[Rows of box annotation data]
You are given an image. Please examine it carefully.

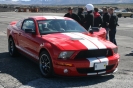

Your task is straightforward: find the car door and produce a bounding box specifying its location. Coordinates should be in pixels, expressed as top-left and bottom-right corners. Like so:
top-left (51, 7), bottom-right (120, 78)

top-left (18, 19), bottom-right (39, 58)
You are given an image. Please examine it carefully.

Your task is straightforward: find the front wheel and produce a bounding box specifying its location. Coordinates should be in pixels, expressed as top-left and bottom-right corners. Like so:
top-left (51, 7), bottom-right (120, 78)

top-left (39, 51), bottom-right (53, 78)
top-left (8, 37), bottom-right (17, 57)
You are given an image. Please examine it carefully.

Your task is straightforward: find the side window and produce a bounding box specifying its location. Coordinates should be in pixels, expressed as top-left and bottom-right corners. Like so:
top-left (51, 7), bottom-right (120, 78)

top-left (22, 20), bottom-right (35, 30)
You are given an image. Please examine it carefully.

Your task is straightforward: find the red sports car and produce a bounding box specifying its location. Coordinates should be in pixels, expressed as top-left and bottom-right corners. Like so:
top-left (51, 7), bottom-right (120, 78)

top-left (7, 16), bottom-right (119, 77)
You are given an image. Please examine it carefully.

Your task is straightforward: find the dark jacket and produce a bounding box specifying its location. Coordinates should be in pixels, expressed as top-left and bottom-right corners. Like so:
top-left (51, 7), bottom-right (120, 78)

top-left (109, 14), bottom-right (118, 29)
top-left (94, 12), bottom-right (102, 27)
top-left (84, 11), bottom-right (94, 30)
top-left (102, 13), bottom-right (110, 28)
top-left (77, 12), bottom-right (85, 26)
top-left (64, 13), bottom-right (80, 23)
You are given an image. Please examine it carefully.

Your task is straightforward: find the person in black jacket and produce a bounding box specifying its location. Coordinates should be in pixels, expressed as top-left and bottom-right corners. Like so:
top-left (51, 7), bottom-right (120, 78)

top-left (94, 8), bottom-right (102, 27)
top-left (102, 8), bottom-right (110, 40)
top-left (84, 4), bottom-right (94, 30)
top-left (77, 8), bottom-right (85, 26)
top-left (64, 7), bottom-right (80, 23)
top-left (109, 8), bottom-right (118, 45)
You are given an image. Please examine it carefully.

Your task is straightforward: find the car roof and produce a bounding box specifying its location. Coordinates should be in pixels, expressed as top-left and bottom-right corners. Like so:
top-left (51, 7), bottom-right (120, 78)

top-left (29, 16), bottom-right (72, 20)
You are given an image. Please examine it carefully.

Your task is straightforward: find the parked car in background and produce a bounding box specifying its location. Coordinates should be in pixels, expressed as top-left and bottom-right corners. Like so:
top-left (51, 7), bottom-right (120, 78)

top-left (114, 9), bottom-right (133, 18)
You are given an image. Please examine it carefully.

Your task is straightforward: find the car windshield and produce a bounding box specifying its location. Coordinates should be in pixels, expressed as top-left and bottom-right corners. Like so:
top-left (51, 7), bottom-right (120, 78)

top-left (38, 19), bottom-right (87, 35)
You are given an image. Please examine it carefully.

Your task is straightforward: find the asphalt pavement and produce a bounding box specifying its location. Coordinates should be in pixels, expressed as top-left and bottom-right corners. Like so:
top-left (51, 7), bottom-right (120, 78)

top-left (0, 12), bottom-right (133, 88)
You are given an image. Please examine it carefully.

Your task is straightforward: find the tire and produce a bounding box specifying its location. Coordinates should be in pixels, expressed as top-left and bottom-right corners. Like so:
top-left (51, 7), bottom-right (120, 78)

top-left (130, 14), bottom-right (133, 18)
top-left (117, 14), bottom-right (122, 18)
top-left (8, 37), bottom-right (17, 57)
top-left (39, 51), bottom-right (53, 78)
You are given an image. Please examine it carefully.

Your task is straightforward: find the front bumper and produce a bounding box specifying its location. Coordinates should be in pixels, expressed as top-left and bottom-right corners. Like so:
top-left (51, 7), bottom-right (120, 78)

top-left (53, 54), bottom-right (119, 76)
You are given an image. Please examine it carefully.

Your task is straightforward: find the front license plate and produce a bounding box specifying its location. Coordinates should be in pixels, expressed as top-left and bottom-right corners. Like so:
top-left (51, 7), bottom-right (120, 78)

top-left (94, 63), bottom-right (106, 70)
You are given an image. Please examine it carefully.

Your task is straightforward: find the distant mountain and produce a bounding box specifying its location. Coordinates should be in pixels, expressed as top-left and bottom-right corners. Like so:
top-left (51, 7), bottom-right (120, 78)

top-left (0, 0), bottom-right (133, 5)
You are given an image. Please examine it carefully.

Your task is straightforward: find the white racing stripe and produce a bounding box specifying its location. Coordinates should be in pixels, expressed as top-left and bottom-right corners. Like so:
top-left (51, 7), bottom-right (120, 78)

top-left (43, 16), bottom-right (55, 19)
top-left (87, 57), bottom-right (100, 67)
top-left (62, 33), bottom-right (98, 50)
top-left (75, 33), bottom-right (107, 49)
top-left (97, 57), bottom-right (109, 65)
top-left (87, 73), bottom-right (97, 75)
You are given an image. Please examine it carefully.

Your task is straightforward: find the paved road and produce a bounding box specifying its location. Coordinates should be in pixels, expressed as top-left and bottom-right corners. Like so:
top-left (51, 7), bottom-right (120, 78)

top-left (0, 12), bottom-right (133, 88)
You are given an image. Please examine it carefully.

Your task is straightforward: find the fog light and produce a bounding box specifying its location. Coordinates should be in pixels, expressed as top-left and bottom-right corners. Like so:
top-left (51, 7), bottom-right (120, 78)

top-left (64, 69), bottom-right (68, 73)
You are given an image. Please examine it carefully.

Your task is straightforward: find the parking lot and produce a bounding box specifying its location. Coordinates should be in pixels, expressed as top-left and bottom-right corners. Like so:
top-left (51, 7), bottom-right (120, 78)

top-left (0, 12), bottom-right (133, 88)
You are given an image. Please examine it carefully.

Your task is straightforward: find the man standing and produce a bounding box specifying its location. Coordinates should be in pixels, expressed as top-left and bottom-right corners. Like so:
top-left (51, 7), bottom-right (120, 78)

top-left (84, 4), bottom-right (94, 30)
top-left (109, 8), bottom-right (118, 45)
top-left (94, 8), bottom-right (102, 27)
top-left (102, 8), bottom-right (110, 40)
top-left (64, 7), bottom-right (80, 23)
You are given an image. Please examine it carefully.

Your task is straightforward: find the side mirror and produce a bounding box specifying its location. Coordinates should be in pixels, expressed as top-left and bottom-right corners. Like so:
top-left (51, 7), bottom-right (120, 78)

top-left (25, 29), bottom-right (36, 34)
top-left (89, 29), bottom-right (93, 34)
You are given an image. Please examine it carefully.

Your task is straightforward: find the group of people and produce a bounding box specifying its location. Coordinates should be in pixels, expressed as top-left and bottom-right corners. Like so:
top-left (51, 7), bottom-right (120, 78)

top-left (64, 4), bottom-right (118, 45)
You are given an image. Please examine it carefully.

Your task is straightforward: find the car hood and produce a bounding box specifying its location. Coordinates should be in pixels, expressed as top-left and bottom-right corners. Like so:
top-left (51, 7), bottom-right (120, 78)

top-left (42, 33), bottom-right (116, 50)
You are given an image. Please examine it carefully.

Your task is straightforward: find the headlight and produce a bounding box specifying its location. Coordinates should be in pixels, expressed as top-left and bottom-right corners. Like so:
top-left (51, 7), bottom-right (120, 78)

top-left (113, 48), bottom-right (118, 54)
top-left (59, 51), bottom-right (73, 60)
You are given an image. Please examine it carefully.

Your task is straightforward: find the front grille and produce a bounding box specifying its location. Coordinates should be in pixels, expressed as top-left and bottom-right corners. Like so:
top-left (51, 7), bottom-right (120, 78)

top-left (75, 49), bottom-right (113, 59)
top-left (77, 65), bottom-right (115, 74)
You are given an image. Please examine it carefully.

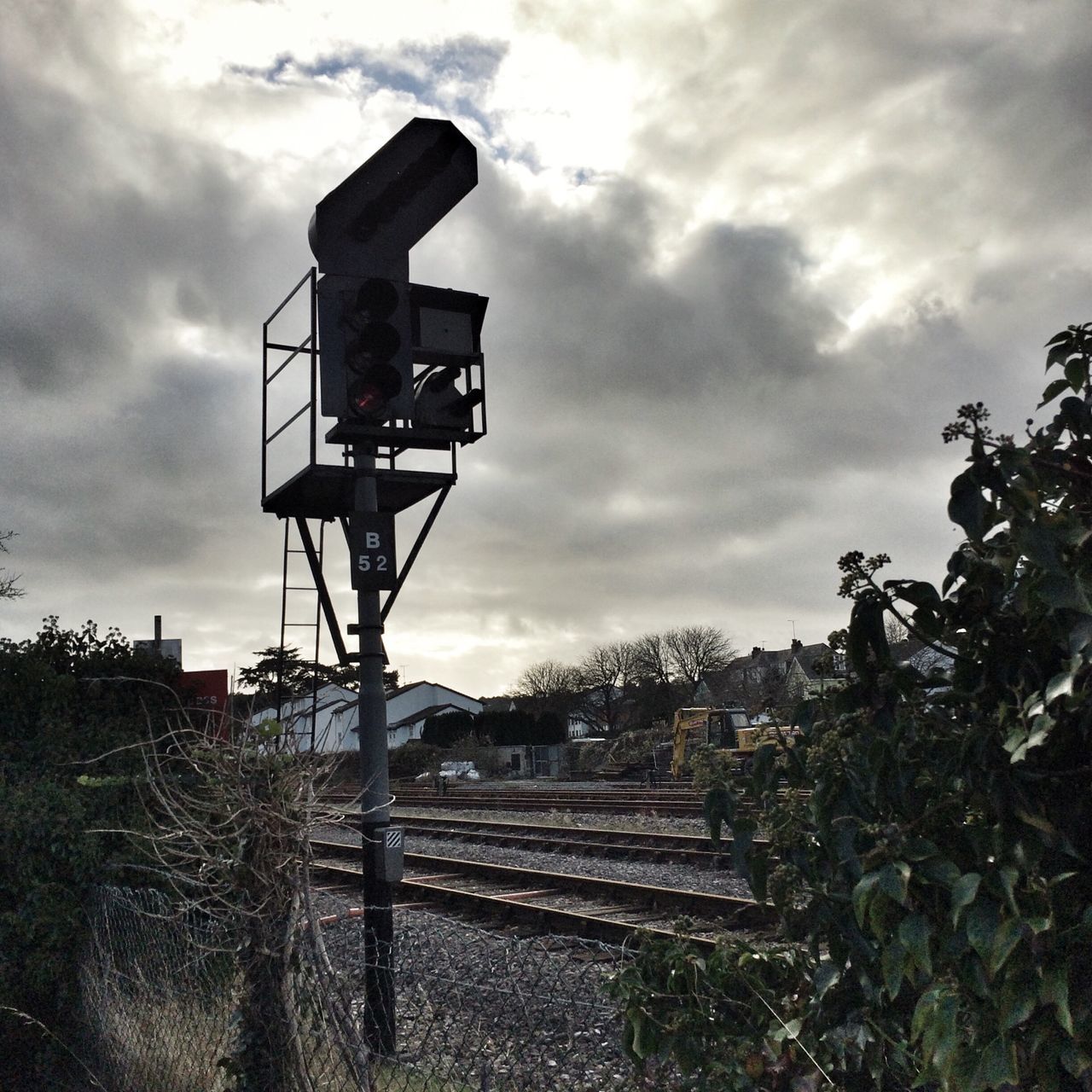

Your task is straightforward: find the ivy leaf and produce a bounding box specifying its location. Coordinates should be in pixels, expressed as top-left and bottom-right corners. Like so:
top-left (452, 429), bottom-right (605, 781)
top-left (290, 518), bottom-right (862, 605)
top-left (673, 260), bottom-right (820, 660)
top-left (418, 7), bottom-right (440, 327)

top-left (853, 873), bottom-right (880, 927)
top-left (878, 861), bottom-right (909, 906)
top-left (948, 471), bottom-right (990, 542)
top-left (1038, 963), bottom-right (1073, 1035)
top-left (966, 898), bottom-right (1000, 967)
top-left (880, 940), bottom-right (906, 1002)
top-left (997, 973), bottom-right (1037, 1031)
top-left (1066, 356), bottom-right (1089, 391)
top-left (898, 914), bottom-right (932, 978)
top-left (1035, 375), bottom-right (1070, 410)
top-left (967, 1037), bottom-right (1020, 1092)
top-left (986, 917), bottom-right (1025, 974)
top-left (952, 873), bottom-right (982, 925)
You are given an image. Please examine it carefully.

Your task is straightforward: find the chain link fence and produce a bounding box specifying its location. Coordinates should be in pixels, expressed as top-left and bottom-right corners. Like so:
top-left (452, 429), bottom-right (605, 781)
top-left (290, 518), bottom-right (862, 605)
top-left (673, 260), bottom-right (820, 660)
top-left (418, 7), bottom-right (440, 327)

top-left (74, 888), bottom-right (671, 1092)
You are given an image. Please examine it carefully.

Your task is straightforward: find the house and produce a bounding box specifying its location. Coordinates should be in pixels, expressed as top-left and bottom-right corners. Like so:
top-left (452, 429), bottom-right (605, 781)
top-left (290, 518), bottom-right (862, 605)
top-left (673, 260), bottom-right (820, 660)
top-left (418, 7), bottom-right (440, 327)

top-left (250, 682), bottom-right (357, 753)
top-left (386, 682), bottom-right (483, 748)
top-left (694, 640), bottom-right (849, 717)
top-left (250, 682), bottom-right (481, 752)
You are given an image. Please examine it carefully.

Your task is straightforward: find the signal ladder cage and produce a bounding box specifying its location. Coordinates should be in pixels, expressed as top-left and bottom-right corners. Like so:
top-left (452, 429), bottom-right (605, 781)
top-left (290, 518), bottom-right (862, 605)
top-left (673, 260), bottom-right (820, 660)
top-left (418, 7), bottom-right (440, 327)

top-left (261, 266), bottom-right (486, 749)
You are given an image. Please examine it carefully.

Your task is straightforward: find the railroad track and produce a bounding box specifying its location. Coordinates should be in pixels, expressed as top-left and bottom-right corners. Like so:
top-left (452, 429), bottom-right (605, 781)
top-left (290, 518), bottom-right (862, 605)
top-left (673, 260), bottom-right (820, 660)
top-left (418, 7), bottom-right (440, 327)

top-left (323, 784), bottom-right (799, 819)
top-left (312, 839), bottom-right (776, 948)
top-left (392, 812), bottom-right (765, 869)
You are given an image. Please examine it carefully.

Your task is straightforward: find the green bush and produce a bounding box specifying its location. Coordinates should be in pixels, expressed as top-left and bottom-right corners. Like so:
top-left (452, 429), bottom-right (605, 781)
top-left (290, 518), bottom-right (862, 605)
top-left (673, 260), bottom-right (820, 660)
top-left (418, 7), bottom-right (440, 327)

top-left (620, 323), bottom-right (1092, 1092)
top-left (386, 740), bottom-right (444, 779)
top-left (0, 618), bottom-right (178, 1057)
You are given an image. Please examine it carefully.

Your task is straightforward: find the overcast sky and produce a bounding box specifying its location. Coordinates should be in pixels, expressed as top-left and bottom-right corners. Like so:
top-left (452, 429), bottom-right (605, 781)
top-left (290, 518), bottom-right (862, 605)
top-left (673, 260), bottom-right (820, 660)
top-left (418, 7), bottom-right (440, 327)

top-left (0, 0), bottom-right (1092, 694)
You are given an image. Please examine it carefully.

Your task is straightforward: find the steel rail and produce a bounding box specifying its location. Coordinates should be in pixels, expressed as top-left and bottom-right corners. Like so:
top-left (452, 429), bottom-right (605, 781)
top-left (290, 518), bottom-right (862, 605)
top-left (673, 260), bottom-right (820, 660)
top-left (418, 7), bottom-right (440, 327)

top-left (392, 812), bottom-right (768, 868)
top-left (312, 839), bottom-right (776, 939)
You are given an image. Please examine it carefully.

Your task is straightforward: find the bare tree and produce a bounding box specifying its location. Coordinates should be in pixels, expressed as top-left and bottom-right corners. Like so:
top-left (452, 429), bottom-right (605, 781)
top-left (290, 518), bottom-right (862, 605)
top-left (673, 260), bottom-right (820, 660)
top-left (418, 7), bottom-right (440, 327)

top-left (663, 625), bottom-right (737, 686)
top-left (110, 694), bottom-right (370, 1092)
top-left (576, 641), bottom-right (635, 735)
top-left (515, 659), bottom-right (580, 721)
top-left (633, 633), bottom-right (671, 686)
top-left (0, 531), bottom-right (26, 600)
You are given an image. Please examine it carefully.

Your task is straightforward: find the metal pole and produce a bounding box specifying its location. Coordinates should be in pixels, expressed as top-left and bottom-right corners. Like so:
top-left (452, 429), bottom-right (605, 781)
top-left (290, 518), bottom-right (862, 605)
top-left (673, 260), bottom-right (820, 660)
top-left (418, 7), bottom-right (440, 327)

top-left (350, 444), bottom-right (394, 1056)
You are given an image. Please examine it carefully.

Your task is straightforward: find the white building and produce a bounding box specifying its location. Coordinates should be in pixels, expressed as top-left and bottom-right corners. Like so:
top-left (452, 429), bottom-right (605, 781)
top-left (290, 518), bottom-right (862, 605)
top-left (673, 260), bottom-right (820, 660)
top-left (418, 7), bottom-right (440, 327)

top-left (386, 682), bottom-right (481, 749)
top-left (251, 682), bottom-right (481, 752)
top-left (250, 682), bottom-right (357, 752)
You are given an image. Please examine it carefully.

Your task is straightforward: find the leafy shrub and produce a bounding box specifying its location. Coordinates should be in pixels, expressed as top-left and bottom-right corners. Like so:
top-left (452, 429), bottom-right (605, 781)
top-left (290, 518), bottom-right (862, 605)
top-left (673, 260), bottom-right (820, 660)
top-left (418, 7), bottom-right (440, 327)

top-left (386, 740), bottom-right (444, 777)
top-left (0, 617), bottom-right (178, 1056)
top-left (627, 323), bottom-right (1092, 1092)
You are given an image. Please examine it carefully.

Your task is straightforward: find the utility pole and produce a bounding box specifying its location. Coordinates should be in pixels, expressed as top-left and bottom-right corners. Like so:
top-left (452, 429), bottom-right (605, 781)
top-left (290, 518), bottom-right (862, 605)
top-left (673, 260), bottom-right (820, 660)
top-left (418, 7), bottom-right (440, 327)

top-left (262, 118), bottom-right (488, 1056)
top-left (350, 444), bottom-right (395, 1056)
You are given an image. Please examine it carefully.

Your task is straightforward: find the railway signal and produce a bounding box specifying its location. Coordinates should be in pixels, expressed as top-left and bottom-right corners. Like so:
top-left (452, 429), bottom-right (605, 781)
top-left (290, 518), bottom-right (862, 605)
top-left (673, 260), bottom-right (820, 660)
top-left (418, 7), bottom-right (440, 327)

top-left (317, 276), bottom-right (413, 425)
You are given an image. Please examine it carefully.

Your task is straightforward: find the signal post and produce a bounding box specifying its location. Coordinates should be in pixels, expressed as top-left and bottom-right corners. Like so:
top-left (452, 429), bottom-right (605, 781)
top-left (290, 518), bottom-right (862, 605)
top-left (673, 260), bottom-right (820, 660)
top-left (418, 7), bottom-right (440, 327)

top-left (262, 118), bottom-right (488, 1054)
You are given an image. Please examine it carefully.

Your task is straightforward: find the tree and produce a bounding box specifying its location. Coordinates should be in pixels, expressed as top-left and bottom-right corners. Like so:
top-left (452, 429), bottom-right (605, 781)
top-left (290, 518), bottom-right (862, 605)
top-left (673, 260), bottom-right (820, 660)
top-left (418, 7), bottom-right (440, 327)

top-left (0, 617), bottom-right (178, 1088)
top-left (574, 641), bottom-right (635, 736)
top-left (0, 531), bottom-right (25, 600)
top-left (618, 323), bottom-right (1092, 1092)
top-left (239, 644), bottom-right (356, 703)
top-left (515, 659), bottom-right (580, 721)
top-left (664, 625), bottom-right (737, 686)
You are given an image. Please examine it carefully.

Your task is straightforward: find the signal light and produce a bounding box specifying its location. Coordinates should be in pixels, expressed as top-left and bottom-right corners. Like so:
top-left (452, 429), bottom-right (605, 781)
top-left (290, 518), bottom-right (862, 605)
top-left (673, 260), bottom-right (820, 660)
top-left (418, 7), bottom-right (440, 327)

top-left (319, 274), bottom-right (413, 425)
top-left (342, 277), bottom-right (404, 421)
top-left (414, 365), bottom-right (485, 433)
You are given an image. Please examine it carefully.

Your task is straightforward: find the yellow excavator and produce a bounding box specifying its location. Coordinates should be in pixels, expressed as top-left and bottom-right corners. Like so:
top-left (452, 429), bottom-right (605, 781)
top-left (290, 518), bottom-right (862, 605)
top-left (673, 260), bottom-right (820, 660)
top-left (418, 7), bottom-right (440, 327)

top-left (671, 707), bottom-right (793, 781)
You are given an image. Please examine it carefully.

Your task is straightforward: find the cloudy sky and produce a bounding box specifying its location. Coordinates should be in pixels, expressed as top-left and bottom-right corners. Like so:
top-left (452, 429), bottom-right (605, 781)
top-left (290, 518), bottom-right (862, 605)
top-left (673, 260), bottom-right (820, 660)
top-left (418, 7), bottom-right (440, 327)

top-left (0, 0), bottom-right (1092, 694)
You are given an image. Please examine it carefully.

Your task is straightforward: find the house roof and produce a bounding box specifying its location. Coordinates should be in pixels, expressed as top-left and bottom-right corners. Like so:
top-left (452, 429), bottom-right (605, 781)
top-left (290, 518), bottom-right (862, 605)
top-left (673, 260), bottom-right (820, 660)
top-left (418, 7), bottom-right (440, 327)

top-left (386, 701), bottom-right (469, 732)
top-left (386, 679), bottom-right (479, 701)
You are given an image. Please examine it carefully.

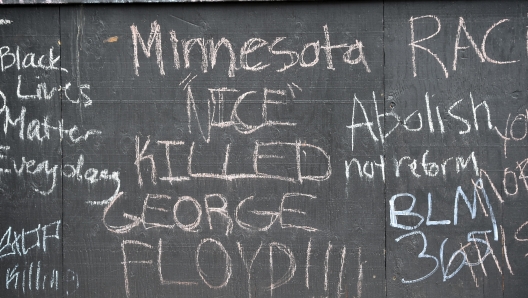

- [Exercise instructions]:
Count the lines in the items above that contain the string "front", with case significant, and give only that number.

- [Reply to the exercise]:
4